▸ Exercise details: Copy every one of the entries below line for line, leaving each character unchanged.

▸ Input for this task:
■ ■ ■

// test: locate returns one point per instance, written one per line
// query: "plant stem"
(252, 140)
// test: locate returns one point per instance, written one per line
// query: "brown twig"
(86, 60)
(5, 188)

■ ■ ■

▸ Final result:
// test: locate returns one point per instance, written one per line
// query: "plant stem"
(252, 140)
// test: locate returns one point per instance, written one per line
// query: "brown twig"
(86, 60)
(5, 188)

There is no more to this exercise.